> [TASK STATEMENT]: Every picture is to be removed, and all the data is to be copied exactly.

> [MATERIAL SHOWN]:
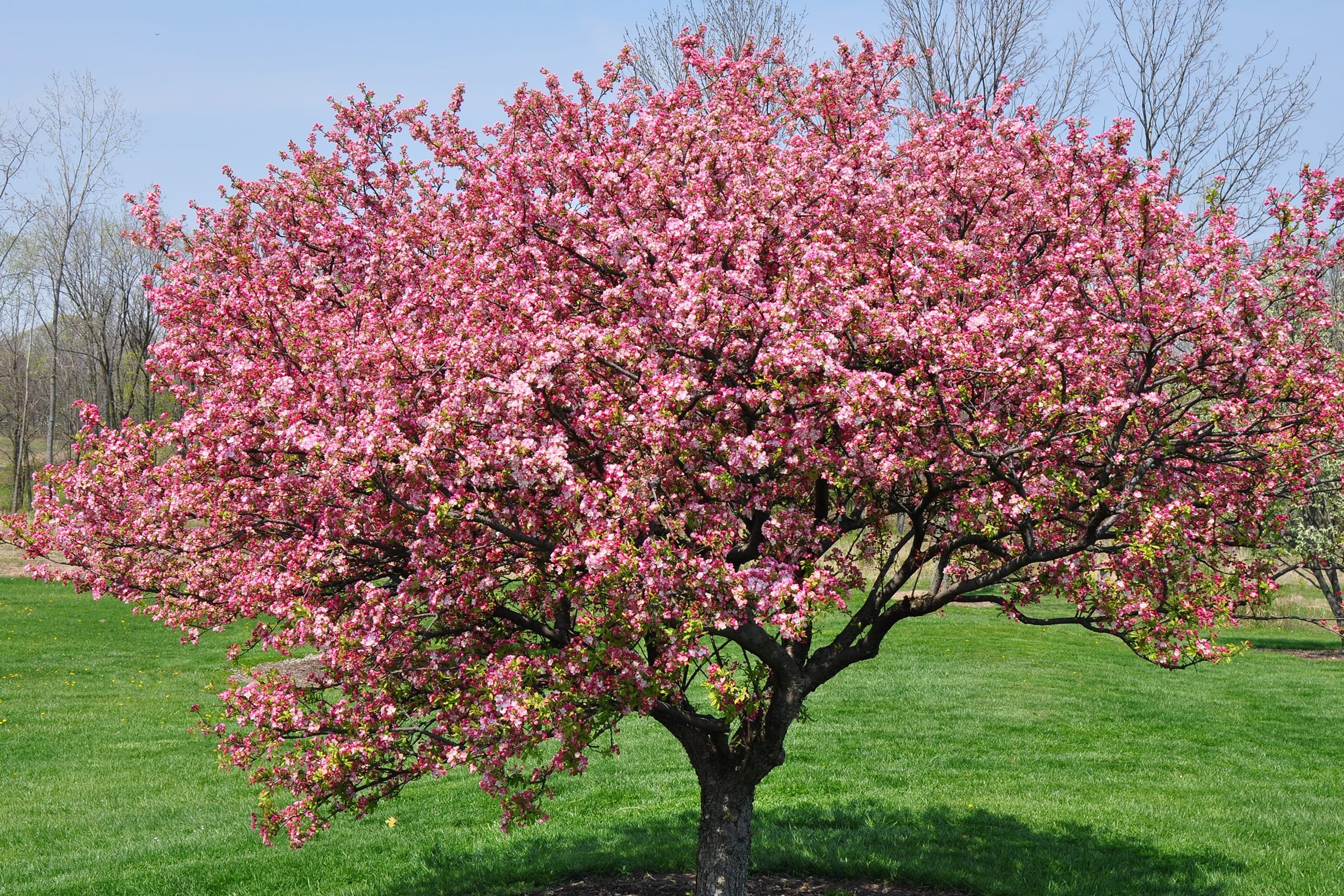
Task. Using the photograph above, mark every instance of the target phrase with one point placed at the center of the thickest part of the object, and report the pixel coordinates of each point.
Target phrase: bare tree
(730, 25)
(17, 213)
(86, 128)
(112, 324)
(972, 46)
(1213, 117)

> [WRITTEN ANSWER]:
Task. Using the photograph above, mark every instance of the target phrase with one point placed at the center of the thickest part of the object, and report the pixel coordinates of each point.
Target phrase: bare tree
(730, 25)
(17, 213)
(86, 128)
(112, 324)
(972, 46)
(1213, 117)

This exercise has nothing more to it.